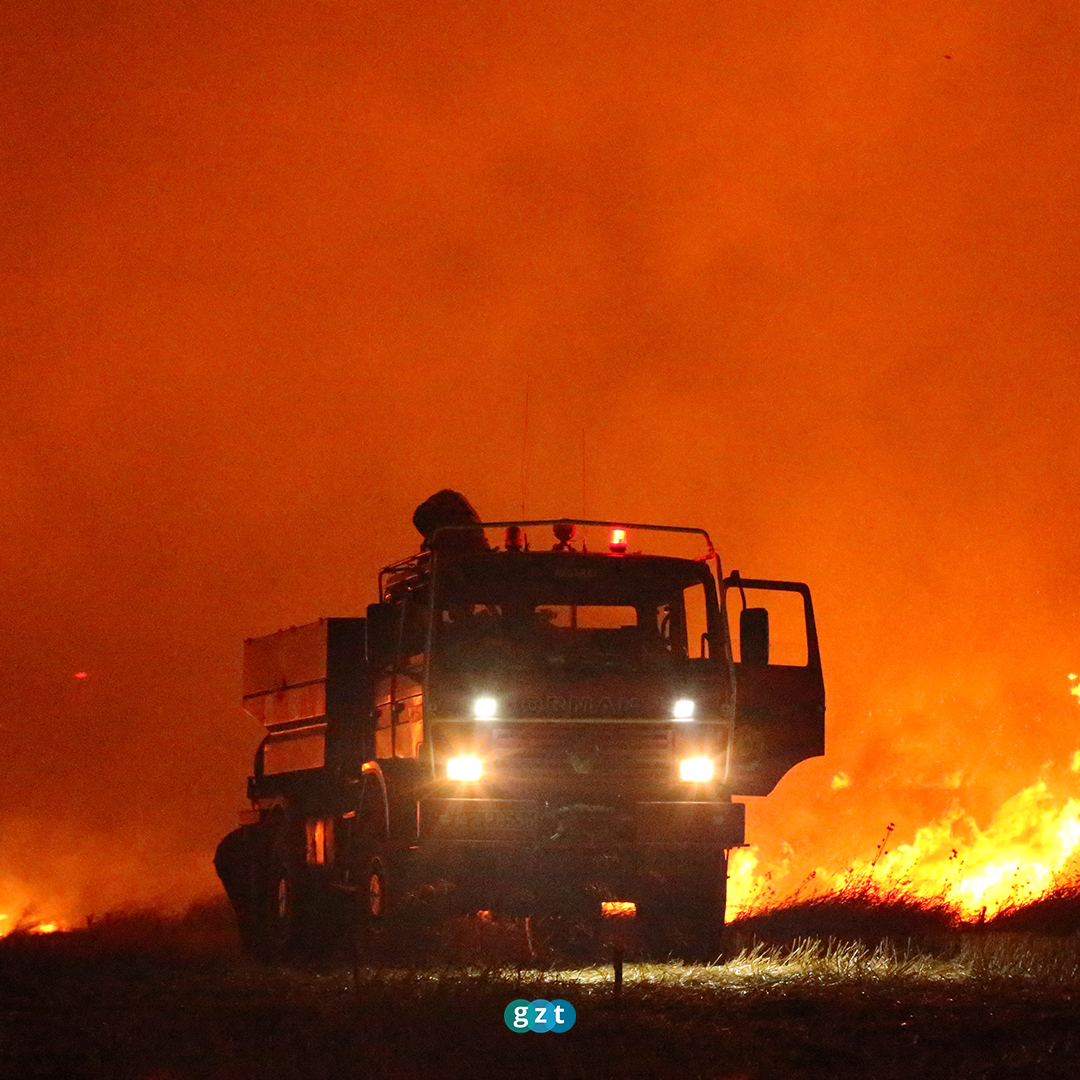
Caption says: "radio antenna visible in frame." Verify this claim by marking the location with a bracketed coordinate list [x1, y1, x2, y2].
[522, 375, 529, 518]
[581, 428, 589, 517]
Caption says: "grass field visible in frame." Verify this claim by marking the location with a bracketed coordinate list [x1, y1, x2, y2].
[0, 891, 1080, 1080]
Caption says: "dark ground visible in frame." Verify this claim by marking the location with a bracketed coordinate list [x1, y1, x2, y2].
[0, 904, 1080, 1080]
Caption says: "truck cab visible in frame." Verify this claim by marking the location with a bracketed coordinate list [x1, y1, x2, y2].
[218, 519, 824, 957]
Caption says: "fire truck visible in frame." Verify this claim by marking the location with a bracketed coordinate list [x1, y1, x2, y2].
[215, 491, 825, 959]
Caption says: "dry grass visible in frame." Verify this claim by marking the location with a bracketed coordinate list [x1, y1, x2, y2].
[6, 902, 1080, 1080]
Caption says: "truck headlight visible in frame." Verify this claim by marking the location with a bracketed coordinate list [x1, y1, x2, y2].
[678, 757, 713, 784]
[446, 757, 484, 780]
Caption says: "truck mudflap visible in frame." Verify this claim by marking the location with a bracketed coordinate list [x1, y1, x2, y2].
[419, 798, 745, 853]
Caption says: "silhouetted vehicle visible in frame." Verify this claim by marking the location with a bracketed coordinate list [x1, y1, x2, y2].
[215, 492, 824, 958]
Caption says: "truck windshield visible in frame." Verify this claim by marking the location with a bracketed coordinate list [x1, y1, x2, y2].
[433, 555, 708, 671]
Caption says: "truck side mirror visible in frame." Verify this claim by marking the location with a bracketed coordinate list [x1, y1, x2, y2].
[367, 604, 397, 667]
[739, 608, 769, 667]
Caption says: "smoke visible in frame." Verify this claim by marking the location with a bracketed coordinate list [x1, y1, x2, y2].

What is needed ->
Recast all of the material above as a numbered list with no blank lines, and leave the picture out.

Output ->
1. Caption says: "radio antenna visible in frame." Verify this claim by marking the location with a bracketed coordinate list [x1, y1, x2, y2].
2. [522, 375, 529, 518]
3. [581, 428, 589, 517]
4. Caption says: "grass field visible in frame." Verify this claim by marking the location with a bracketed coordinate list [x1, y1, x2, y2].
5. [0, 891, 1080, 1080]
6. Caption says: "dark ground visible in frame." Verify this claim by marking the location with a bracketed coordinate list [x1, y1, x2, y2].
7. [0, 904, 1080, 1080]
8. Caption says: "truck cab visible in frame." Verify this claim by marking the location with a bracketed coordinate list [x1, y1, x2, y2].
9. [218, 519, 824, 957]
10. Caption says: "fire truck visible in frame." Verify this claim by marking the location with a bracketed coordinate list [x1, y1, x2, y2].
11. [215, 491, 825, 959]
12. Caption says: "dry grass visible in frame." Verify this claim by marking the location with a bracketed coordinate list [x1, y1, x2, y2].
13. [6, 902, 1080, 1080]
14. Caption says: "truck headlight visible in frame." Verify this claim by marking the location with a bracketed coordinate list [x1, y1, x2, y2].
15. [678, 757, 713, 784]
16. [446, 757, 484, 780]
17. Caption says: "truck mudflap visible in frame." Verify this claim by marking the location with a bracketed coordinate list [x1, y1, x2, y2].
18. [419, 798, 745, 853]
19. Caption says: "silhouetted vehicle visible in frame." Verify this claim by marking the location with a bracketed coordinate list [x1, y1, x2, y2].
20. [215, 492, 824, 958]
21. Caption says: "truck windshield visible in frame." Verify this claim by marking the location with a bracketed coordinate list [x1, y1, x2, y2].
22. [433, 555, 708, 671]
23. Caption says: "truck side mirror visible in frame." Verify this claim by marking the location with a bracketed coordinate list [x1, y1, x2, y2].
24. [367, 604, 397, 667]
25. [739, 608, 769, 667]
26. Caption says: "smoke visible in frame." Verify this claim by marking the location with a bracketed coordinate list [x1, y1, x2, y2].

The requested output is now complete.